• **The task**: In the listing below, how many lines contain the word "blue"? Reply with the number alone.

###

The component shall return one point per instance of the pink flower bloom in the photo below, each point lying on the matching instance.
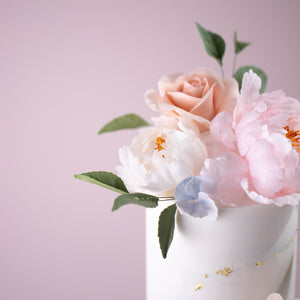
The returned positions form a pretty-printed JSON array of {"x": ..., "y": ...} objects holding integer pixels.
[
  {"x": 263, "y": 149},
  {"x": 199, "y": 96}
]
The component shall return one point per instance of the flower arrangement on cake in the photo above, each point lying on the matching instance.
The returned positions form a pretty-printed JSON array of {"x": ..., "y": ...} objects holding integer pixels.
[{"x": 218, "y": 142}]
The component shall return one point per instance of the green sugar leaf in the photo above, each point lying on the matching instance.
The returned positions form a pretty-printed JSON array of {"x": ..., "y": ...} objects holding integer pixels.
[
  {"x": 104, "y": 179},
  {"x": 128, "y": 121},
  {"x": 166, "y": 226},
  {"x": 214, "y": 44},
  {"x": 242, "y": 70},
  {"x": 135, "y": 198},
  {"x": 239, "y": 46}
]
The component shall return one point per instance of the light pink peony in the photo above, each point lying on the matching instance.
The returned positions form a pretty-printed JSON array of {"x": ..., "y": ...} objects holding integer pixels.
[
  {"x": 262, "y": 160},
  {"x": 199, "y": 95}
]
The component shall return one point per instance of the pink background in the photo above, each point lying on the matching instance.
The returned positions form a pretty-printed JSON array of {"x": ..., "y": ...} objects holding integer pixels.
[{"x": 68, "y": 67}]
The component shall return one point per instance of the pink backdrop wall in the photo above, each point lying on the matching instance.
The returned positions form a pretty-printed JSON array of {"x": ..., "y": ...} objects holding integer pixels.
[{"x": 66, "y": 68}]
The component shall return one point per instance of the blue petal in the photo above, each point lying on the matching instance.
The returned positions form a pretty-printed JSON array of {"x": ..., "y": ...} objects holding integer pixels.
[{"x": 193, "y": 202}]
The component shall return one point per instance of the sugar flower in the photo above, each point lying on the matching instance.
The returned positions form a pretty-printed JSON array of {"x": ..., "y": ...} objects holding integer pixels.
[
  {"x": 263, "y": 149},
  {"x": 191, "y": 201},
  {"x": 198, "y": 95},
  {"x": 161, "y": 156}
]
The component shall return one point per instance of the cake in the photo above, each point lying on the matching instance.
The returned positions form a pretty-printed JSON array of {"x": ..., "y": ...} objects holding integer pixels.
[{"x": 219, "y": 172}]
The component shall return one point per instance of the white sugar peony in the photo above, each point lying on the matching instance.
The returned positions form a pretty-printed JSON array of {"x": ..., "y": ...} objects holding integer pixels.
[{"x": 160, "y": 157}]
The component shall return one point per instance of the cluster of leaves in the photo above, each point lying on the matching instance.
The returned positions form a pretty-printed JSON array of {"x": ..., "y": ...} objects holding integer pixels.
[
  {"x": 113, "y": 182},
  {"x": 215, "y": 47}
]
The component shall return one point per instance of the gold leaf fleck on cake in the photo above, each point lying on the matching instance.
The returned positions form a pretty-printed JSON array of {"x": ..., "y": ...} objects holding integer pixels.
[
  {"x": 225, "y": 272},
  {"x": 199, "y": 286}
]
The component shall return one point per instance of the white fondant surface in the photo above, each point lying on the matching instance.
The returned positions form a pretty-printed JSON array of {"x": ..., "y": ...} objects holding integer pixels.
[{"x": 238, "y": 239}]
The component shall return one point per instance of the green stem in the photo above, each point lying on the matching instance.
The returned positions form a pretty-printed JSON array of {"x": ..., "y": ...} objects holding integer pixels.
[
  {"x": 222, "y": 70},
  {"x": 234, "y": 63}
]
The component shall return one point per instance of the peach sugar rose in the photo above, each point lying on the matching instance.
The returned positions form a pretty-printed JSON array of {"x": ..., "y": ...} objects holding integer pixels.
[{"x": 199, "y": 95}]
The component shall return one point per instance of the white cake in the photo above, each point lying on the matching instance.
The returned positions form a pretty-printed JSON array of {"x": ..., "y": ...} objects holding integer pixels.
[{"x": 247, "y": 254}]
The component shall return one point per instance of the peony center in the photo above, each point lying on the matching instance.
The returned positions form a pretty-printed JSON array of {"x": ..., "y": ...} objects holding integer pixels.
[
  {"x": 159, "y": 141},
  {"x": 159, "y": 145},
  {"x": 293, "y": 136}
]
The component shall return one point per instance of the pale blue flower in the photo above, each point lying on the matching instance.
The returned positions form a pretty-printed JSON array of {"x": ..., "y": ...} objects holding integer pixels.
[{"x": 191, "y": 201}]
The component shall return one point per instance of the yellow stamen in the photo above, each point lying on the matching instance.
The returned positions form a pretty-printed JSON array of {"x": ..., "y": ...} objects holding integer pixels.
[
  {"x": 199, "y": 286},
  {"x": 293, "y": 136},
  {"x": 159, "y": 142}
]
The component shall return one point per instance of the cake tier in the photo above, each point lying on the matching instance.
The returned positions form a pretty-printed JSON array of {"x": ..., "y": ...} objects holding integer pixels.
[{"x": 247, "y": 253}]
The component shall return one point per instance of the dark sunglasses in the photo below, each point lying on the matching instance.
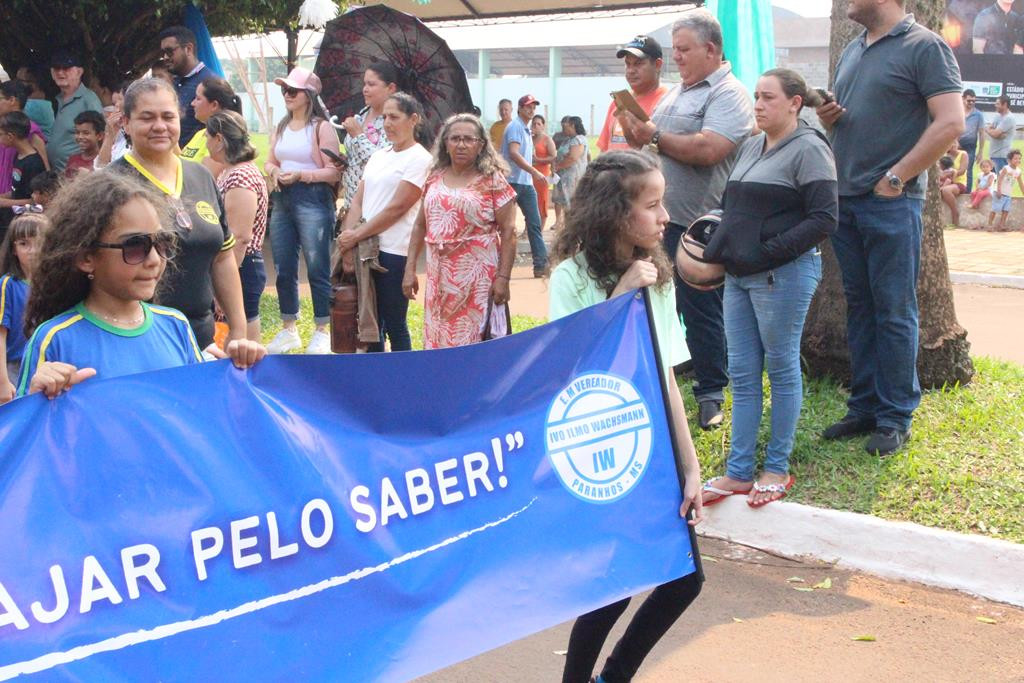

###

• **Result of this task**: 2